▸ **What is required**: Lines from the line with "[[278, 149]]" to the line with "[[20, 82], [73, 117], [203, 109], [265, 78]]" in the entries below, and only those, must be output exactly, with both ends included.

Supplied records Start Marker

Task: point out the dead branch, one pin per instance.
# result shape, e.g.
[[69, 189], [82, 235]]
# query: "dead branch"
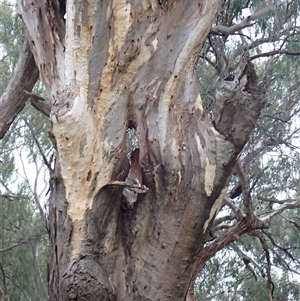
[[39, 103], [248, 260], [245, 23], [280, 209], [134, 187], [12, 246], [13, 99]]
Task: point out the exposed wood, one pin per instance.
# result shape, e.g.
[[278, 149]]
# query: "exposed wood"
[[131, 64]]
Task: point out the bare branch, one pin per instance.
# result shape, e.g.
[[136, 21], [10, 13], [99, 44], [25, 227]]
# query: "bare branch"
[[12, 246], [13, 99], [39, 103], [248, 260], [136, 188], [245, 23], [271, 53], [279, 210]]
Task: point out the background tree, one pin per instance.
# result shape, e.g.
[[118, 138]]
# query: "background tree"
[[23, 233], [136, 74]]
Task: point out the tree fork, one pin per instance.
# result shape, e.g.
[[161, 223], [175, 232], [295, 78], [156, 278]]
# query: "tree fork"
[[121, 64]]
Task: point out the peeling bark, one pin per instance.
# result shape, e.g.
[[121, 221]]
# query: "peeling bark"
[[131, 64]]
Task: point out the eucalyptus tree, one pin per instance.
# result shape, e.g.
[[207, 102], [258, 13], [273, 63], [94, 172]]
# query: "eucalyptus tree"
[[23, 229], [142, 228]]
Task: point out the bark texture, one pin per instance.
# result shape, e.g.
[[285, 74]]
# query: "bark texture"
[[125, 64]]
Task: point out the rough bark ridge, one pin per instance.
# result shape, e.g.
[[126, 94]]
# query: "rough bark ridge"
[[131, 64]]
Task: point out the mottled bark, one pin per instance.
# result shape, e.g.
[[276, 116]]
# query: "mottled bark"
[[128, 64]]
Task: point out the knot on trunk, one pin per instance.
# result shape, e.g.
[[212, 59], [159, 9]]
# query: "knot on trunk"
[[239, 100]]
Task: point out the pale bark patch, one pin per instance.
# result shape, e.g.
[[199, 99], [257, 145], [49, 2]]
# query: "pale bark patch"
[[198, 103], [215, 209], [210, 169]]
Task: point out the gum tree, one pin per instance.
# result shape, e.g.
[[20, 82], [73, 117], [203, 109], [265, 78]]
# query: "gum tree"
[[135, 228]]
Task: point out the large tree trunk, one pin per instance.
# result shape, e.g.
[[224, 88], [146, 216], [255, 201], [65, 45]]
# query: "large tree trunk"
[[132, 229]]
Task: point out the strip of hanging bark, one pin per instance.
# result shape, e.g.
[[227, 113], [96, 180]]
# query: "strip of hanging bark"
[[136, 188], [39, 103], [13, 99]]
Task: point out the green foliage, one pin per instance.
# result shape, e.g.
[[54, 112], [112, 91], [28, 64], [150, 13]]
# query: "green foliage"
[[23, 223]]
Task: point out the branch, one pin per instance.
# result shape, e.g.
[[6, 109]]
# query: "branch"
[[39, 103], [136, 188], [248, 260], [271, 53], [245, 23], [13, 99], [280, 209], [3, 280], [12, 246]]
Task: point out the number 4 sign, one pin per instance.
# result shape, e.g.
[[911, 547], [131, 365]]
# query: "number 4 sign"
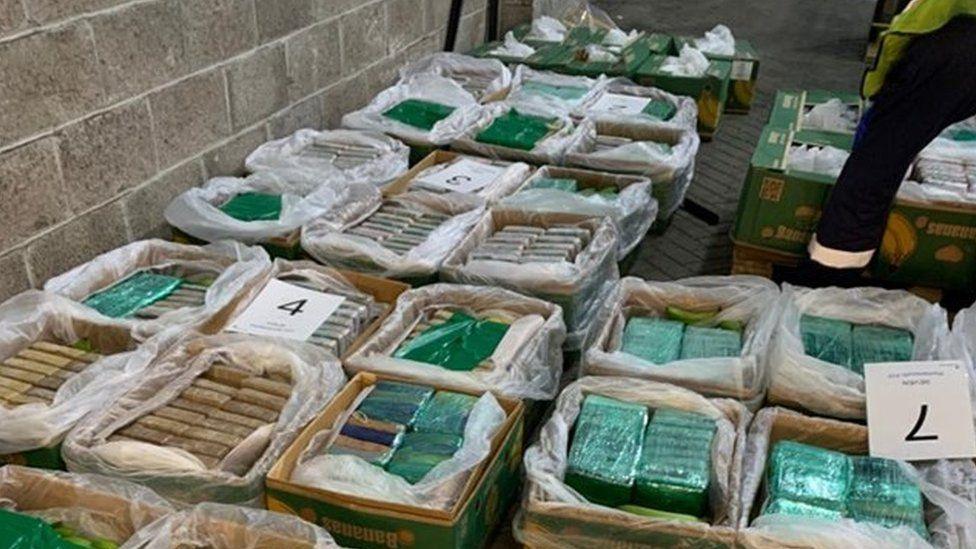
[[920, 410]]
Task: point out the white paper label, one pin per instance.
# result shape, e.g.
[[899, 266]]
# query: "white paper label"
[[614, 103], [287, 311], [919, 410], [463, 176]]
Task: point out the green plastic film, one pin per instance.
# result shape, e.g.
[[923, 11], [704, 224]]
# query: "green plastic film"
[[135, 292], [253, 207], [418, 113]]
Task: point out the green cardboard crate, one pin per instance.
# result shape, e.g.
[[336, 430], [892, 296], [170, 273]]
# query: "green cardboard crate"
[[743, 76], [710, 91]]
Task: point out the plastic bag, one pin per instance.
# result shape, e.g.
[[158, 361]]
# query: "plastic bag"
[[234, 267], [632, 207], [94, 506], [325, 240], [315, 377], [797, 379], [751, 300], [432, 89], [546, 460], [345, 155], [219, 526], [527, 362], [480, 77]]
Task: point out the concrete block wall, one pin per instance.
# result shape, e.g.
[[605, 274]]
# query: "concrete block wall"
[[110, 108]]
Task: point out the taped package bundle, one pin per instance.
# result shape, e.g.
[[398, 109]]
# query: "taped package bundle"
[[636, 461], [218, 526], [622, 103], [343, 155], [825, 336], [665, 155], [424, 109], [808, 483], [482, 78], [531, 132], [627, 199], [473, 337], [151, 285], [404, 443], [42, 509], [209, 418], [565, 259], [710, 334], [405, 236], [58, 362]]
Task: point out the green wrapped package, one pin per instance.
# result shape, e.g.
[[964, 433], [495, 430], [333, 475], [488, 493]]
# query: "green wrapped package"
[[135, 292], [517, 131], [461, 343], [808, 474], [827, 339], [446, 413], [655, 340], [880, 344], [606, 445], [418, 113], [701, 342], [253, 207]]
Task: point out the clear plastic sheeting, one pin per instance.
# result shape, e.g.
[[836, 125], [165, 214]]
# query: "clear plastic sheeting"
[[749, 301], [315, 376], [313, 155], [233, 267], [94, 506], [439, 91], [555, 515], [217, 526], [797, 379], [631, 205], [480, 77], [526, 363]]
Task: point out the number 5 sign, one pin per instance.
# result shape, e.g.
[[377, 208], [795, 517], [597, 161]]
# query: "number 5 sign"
[[920, 410]]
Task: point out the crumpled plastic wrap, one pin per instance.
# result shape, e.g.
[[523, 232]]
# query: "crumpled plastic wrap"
[[218, 526], [797, 379], [421, 87], [235, 267], [93, 505], [579, 287], [526, 364], [480, 77], [438, 489], [316, 376], [294, 157], [550, 502], [951, 519], [323, 238], [754, 301], [633, 209]]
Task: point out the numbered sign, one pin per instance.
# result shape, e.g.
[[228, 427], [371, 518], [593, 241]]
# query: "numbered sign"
[[287, 311], [920, 410]]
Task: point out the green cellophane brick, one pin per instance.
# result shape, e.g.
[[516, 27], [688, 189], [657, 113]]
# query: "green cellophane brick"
[[460, 344], [881, 493], [133, 293], [655, 340], [446, 413], [699, 342], [606, 446], [880, 344], [808, 474], [827, 339], [253, 207], [517, 131], [418, 113]]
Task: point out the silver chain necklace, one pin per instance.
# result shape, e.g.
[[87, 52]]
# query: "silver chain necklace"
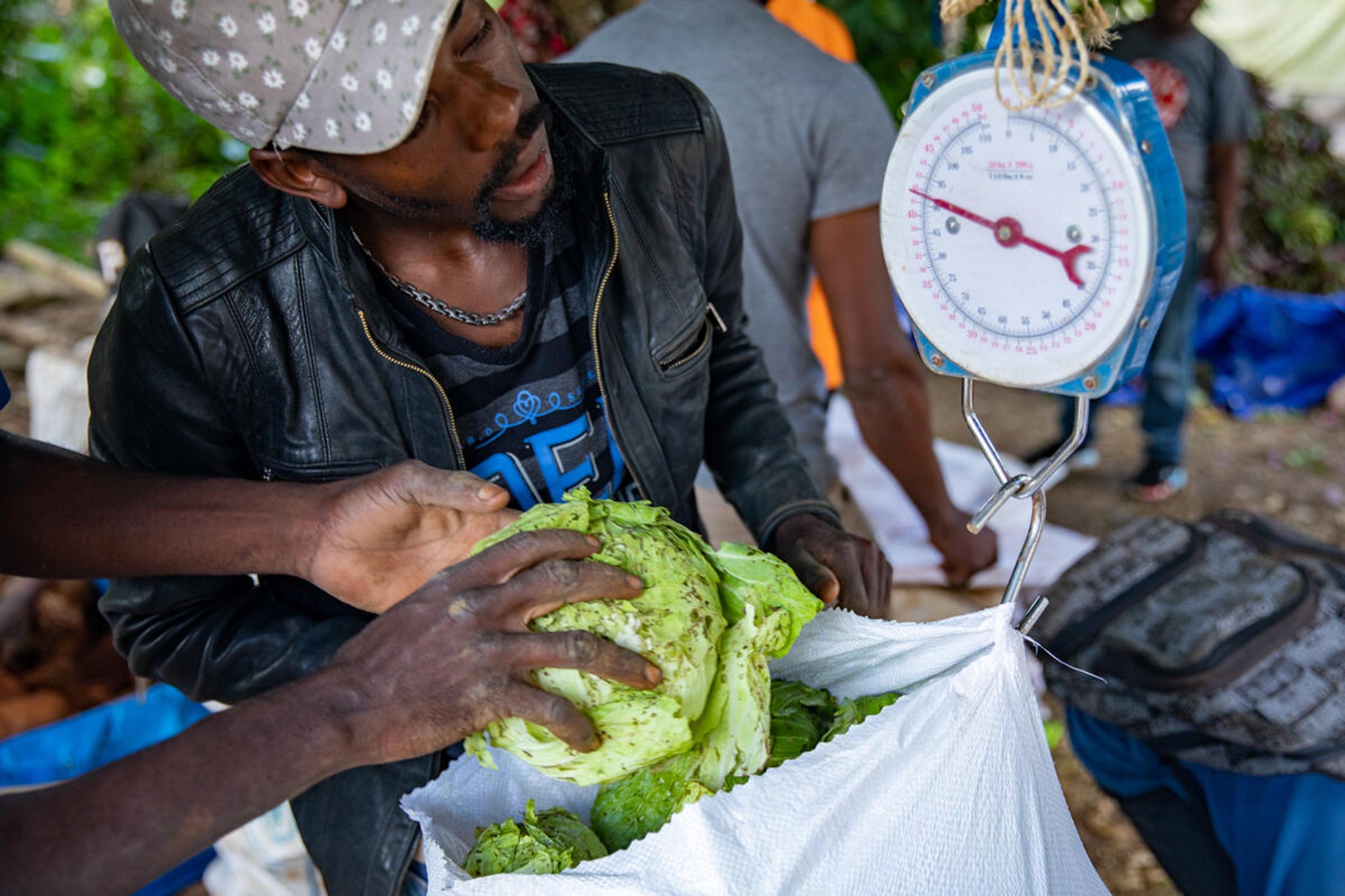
[[439, 307]]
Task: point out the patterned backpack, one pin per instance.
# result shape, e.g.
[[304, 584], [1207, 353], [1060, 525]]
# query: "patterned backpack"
[[1222, 643]]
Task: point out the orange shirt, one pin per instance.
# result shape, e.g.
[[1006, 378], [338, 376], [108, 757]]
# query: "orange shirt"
[[829, 34], [817, 23]]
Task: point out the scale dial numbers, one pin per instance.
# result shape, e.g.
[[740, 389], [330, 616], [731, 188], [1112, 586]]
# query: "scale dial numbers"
[[1020, 242]]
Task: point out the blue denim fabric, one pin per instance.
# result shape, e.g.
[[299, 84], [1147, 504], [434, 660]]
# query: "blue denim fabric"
[[1169, 371], [1285, 833]]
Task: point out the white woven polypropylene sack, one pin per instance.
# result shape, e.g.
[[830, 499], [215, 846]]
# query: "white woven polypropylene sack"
[[948, 790]]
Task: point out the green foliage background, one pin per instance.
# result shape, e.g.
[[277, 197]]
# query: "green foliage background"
[[81, 124]]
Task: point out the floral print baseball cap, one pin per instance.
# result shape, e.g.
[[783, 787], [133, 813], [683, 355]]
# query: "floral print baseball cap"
[[332, 75]]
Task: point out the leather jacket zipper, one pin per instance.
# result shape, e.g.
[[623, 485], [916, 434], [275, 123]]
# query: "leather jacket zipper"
[[449, 409], [598, 360]]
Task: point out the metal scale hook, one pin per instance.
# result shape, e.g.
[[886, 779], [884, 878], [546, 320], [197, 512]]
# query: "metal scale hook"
[[1025, 485]]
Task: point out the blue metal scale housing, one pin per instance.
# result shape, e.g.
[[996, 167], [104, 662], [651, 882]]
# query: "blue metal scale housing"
[[1015, 237]]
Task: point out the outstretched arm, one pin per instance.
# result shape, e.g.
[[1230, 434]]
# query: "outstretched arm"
[[436, 668], [884, 382], [370, 540]]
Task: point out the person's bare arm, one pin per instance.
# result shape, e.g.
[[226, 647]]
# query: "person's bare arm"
[[370, 540], [436, 668], [1225, 191], [884, 382]]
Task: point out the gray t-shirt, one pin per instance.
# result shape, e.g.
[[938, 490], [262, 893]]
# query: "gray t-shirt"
[[1202, 98], [808, 137]]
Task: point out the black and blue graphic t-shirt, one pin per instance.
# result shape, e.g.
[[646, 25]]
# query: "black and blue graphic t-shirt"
[[529, 416]]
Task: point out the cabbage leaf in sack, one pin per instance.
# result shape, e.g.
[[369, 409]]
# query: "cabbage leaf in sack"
[[546, 843], [852, 712], [676, 624], [799, 717]]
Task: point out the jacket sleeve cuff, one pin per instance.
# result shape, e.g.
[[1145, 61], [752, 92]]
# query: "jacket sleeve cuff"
[[817, 508]]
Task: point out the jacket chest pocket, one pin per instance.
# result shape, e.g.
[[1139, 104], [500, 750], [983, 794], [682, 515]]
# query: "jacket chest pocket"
[[692, 343]]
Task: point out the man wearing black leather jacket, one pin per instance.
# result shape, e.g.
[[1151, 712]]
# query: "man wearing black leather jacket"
[[436, 254]]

Supplied records End Marker

▸ **Answer to this exercise**:
[[278, 149]]
# query: "exposed wood"
[[131, 64]]
Task: point out the bare branch, one pin per instance.
# result shape, e.g.
[[136, 21], [10, 13], [99, 44], [25, 227]]
# query: "bare branch"
[[12, 246], [13, 99], [39, 103], [248, 260], [136, 188], [245, 23], [271, 53], [279, 210]]
Task: point out the background tree, one pin per instance.
# result shape, e.g.
[[118, 138]]
# query: "background tree"
[[23, 233], [136, 74]]
Task: point out the tree fork, one pin per instance.
# result shape, e.g.
[[161, 223], [175, 232], [295, 78], [156, 278]]
# query: "tree fork"
[[121, 64]]
Task: point out the peeling bark, one pin per instance.
# result shape, e.g.
[[121, 221]]
# query: "peeling bark"
[[131, 64]]
Task: point out the eucalyptus tree, one pin per instance.
# result shape, e.g.
[[207, 102], [258, 13], [273, 63], [94, 172]]
# query: "eucalyptus tree"
[[23, 229], [142, 228]]
Task: point out the bark texture, one pin per instance.
# result shape, e.g.
[[285, 74]]
# query: "bark texture"
[[125, 64]]
Task: point out the rough bark ridge, one pin per instance.
# result shape, e.g.
[[126, 94]]
# query: "rough bark ridge"
[[131, 64]]
Task: point out the mottled bark, one pin per instance.
# result shape, e.g.
[[276, 116]]
# query: "mottled bark"
[[128, 64]]
Task: point out the knot on trunk, one pin per instance.
# result shape, e.g.
[[212, 59], [159, 9]]
# query: "knot on trunk"
[[239, 100]]
Task: point out the pale bark patch, one pin per instance.
# result shape, e.g.
[[199, 99], [257, 145], [49, 2]]
# query: "pale bark patch"
[[198, 103], [215, 209], [210, 169]]
Task: point out the gum tree, one pin per instance.
# result shape, e.g.
[[20, 82], [73, 117], [203, 109], [265, 78]]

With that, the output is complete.